## Texte à étudier
##########

New Pal 2015 : 14/75

samedi 24 octobre 2015

Colomb de la lune, de René Barjavel : entre délire SF et métaphore amoureuse

[Denoël, 1962]

Si vous suivez un peu ce blog ou que vous me connaissez un tout petit peu, vous connaissez sans doute mon amour pour René Barjavel, ses idées folles et son ton de conteur. « La Nuit des temps » reste mon livre préféré, et j’ai adoré son autobiographie « La charrette bleue ». J’ai également apprécié « L’enchanteur », ou « Lettre ouverte aux vivants ». En général, j’essaie d’en lire un par an, pour avancer dans sa bibliographie sans me trouver trop rapidement démunie ! Cet automne, ce fut donc le tour de « Colomb de la lune »…

Résumé

Pour la première fois, un homme a une réelle chance de poser le pied sur la Lune. Le lunaire Colomb s’apprête en effet à embarquer dans une fusée tout en légèreté ou en ingéniosité. Il laisse derrière lui sa femme, qui vivra une aventure peut-être encore plus intense que la sienne…

Délire futuriste et histoire d’amour

Il est très difficile pour moi de parler de cet Ovni qu’est « Colomb de la lune » ! C’est clairement le Barjavel le plus barré que j’ai pu lire jusqu’à présent, un délire futuriste que j’ai parfois eu du mal à suivre. Mais soulignons une fois de plus le visionnaire Barjavel, qui en 1962 mettait déjà l’homme sur la Lune !

##########

Entrées enregistrées d'une collection
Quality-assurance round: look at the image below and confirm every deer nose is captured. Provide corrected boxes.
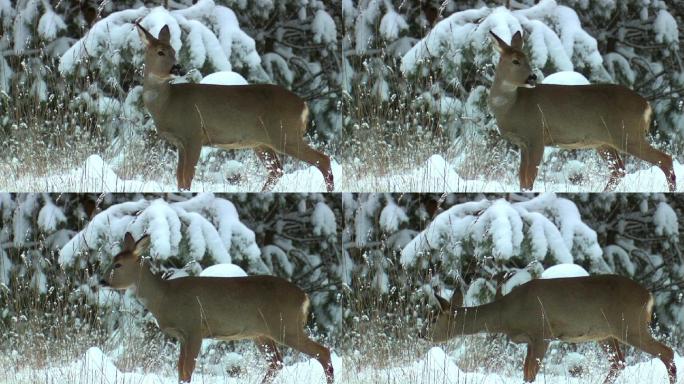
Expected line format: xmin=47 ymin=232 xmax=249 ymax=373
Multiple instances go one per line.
xmin=171 ymin=64 xmax=185 ymax=76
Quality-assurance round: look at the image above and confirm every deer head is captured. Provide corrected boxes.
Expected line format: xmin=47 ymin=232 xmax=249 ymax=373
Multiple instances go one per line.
xmin=100 ymin=232 xmax=150 ymax=289
xmin=489 ymin=31 xmax=537 ymax=88
xmin=135 ymin=22 xmax=180 ymax=79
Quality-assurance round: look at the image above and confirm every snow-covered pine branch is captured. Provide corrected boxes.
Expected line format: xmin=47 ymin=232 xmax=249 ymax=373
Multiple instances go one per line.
xmin=59 ymin=194 xmax=262 ymax=273
xmin=59 ymin=0 xmax=263 ymax=79
xmin=400 ymin=194 xmax=609 ymax=276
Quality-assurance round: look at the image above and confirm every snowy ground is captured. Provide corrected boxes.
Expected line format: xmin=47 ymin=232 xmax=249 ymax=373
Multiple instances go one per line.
xmin=0 ymin=347 xmax=684 ymax=384
xmin=341 ymin=155 xmax=684 ymax=193
xmin=0 ymin=151 xmax=684 ymax=192
xmin=0 ymin=155 xmax=343 ymax=192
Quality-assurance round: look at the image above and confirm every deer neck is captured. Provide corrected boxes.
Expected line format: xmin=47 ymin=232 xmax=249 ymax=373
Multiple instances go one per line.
xmin=454 ymin=302 xmax=504 ymax=335
xmin=489 ymin=75 xmax=518 ymax=118
xmin=135 ymin=261 xmax=167 ymax=317
xmin=143 ymin=72 xmax=172 ymax=118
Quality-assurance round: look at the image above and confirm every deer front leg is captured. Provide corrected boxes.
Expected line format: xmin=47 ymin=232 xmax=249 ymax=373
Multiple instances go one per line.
xmin=282 ymin=333 xmax=335 ymax=384
xmin=599 ymin=337 xmax=625 ymax=384
xmin=623 ymin=328 xmax=677 ymax=384
xmin=255 ymin=337 xmax=283 ymax=384
xmin=626 ymin=140 xmax=677 ymax=192
xmin=520 ymin=144 xmax=544 ymax=191
xmin=176 ymin=142 xmax=202 ymax=190
xmin=178 ymin=336 xmax=202 ymax=383
xmin=596 ymin=145 xmax=625 ymax=192
xmin=283 ymin=141 xmax=335 ymax=192
xmin=523 ymin=340 xmax=549 ymax=383
xmin=254 ymin=146 xmax=283 ymax=192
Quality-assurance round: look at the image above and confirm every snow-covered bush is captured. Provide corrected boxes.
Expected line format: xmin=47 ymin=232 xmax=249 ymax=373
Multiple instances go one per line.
xmin=343 ymin=0 xmax=684 ymax=177
xmin=0 ymin=194 xmax=341 ymax=347
xmin=0 ymin=0 xmax=341 ymax=183
xmin=400 ymin=194 xmax=610 ymax=304
xmin=342 ymin=194 xmax=684 ymax=335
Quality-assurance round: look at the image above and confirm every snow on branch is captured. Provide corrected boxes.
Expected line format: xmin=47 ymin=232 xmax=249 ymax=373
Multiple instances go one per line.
xmin=401 ymin=0 xmax=608 ymax=80
xmin=401 ymin=194 xmax=608 ymax=272
xmin=59 ymin=194 xmax=264 ymax=272
xmin=59 ymin=0 xmax=262 ymax=77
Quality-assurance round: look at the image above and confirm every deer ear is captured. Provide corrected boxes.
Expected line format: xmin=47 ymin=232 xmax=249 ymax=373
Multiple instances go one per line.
xmin=135 ymin=22 xmax=156 ymax=45
xmin=435 ymin=293 xmax=451 ymax=312
xmin=133 ymin=235 xmax=150 ymax=259
xmin=489 ymin=31 xmax=511 ymax=53
xmin=158 ymin=25 xmax=171 ymax=44
xmin=511 ymin=31 xmax=523 ymax=50
xmin=124 ymin=232 xmax=135 ymax=251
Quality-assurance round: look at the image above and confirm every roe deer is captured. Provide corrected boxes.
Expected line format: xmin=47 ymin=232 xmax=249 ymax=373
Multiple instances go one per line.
xmin=101 ymin=233 xmax=333 ymax=384
xmin=488 ymin=31 xmax=676 ymax=192
xmin=135 ymin=22 xmax=334 ymax=192
xmin=420 ymin=275 xmax=677 ymax=384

##########

## Consignes
**A)** Dans le billet sur « Colomb de la lune », pourquoi la personne qui écrit se limite-t-elle à un livre de Barjavel par an ? Répondez en une à trois phrases.
**B)** Poursuivez le billet sur « Colomb de la lune » après sa dernière phrase.

## Réponses aux consignes
**A)** Elle en lit un par an pour avancer dans la bibliographie de Barjavel sans se retrouver trop rapidement démunie, c'est-à-dire sans avoir épuisé trop vite les livres qu'il lui reste à découvrir.

**B)**
Pour le reste, pas de Barjavel sans histoire d’amour passionnelle, évidemment. Il est aussi beaucoup question des enfants, car il est question d’avenir. Dans l’ensemble, cette histoire-là m’aura moins touchée que d’autres romans de l’auteur. Mais même si j’ai parfois eu du mal à suivre Barjavel dans la folie de cette aventure lunaire, j’ai apprécié la métaphore, et la manière dont les différents pan de l’histoire se retrouvent liés à la fin du roman et prennent tout leur sens.

Les personnages

Colomb est un personnage lunaire, qui cherche à poursuivre son rêve au sens propre du terme. Rien ne semble le retenir sur Terre, pas même son mariage. Il aspire à une autre forme de plénitude. Sa femme, Marthe, est charnelle et bouillonnante. Quant à Suzanne, la sœur de Colomb, je n’ai pas adhéré à son personnage d’artiste, un peu trop cliché.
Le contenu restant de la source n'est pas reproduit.